**Exercise:** Starting at the line that contains "Give one point for each instance of the rear" and ending at the line that contains "Give one point for each instance of the dirt", the lines below are to be given again exactly, with nothing added.
── Information provided
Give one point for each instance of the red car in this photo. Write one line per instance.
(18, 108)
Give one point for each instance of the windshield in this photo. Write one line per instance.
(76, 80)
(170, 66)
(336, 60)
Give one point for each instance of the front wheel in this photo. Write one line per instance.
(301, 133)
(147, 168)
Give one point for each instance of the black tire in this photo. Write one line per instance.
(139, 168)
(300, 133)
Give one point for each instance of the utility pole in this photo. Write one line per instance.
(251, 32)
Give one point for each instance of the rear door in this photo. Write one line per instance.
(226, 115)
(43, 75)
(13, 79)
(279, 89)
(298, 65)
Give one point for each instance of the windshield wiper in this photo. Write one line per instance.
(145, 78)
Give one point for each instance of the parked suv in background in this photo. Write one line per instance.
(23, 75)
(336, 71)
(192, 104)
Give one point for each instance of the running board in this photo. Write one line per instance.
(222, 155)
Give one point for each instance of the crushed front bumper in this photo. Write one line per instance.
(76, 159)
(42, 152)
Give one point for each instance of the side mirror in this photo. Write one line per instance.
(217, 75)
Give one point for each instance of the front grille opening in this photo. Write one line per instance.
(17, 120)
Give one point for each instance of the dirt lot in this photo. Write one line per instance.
────
── Information provided
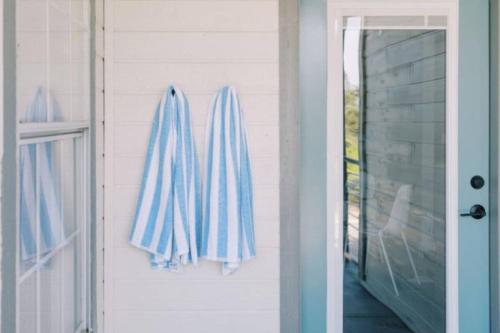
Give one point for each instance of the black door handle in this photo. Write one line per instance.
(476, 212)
────
**Task response:**
Give one point for each instance of the rear door in this photo. Write one line per instance.
(226, 115)
(43, 75)
(13, 79)
(279, 89)
(298, 65)
Give one point for each instance of the windshield wiper in this photo. Write one line per instance.
(145, 78)
Give one point for each instance of the parked suv in background in this photo. Write one line per instance.
(23, 75)
(336, 71)
(192, 104)
Give one point for each instance of the running board in this photo. Write one line per instance.
(222, 155)
Give one point for each instance of the crushed front bumper in this photo. Write one line per instance.
(76, 159)
(42, 152)
Give one point for each instance of the side mirror in this photo. Write one line per instance.
(217, 75)
Give one point for each instance of the front grille opening in this photo. Write one line per instance.
(17, 120)
Give one point for each instance of the dirt lot in this photo. Write one line per instance.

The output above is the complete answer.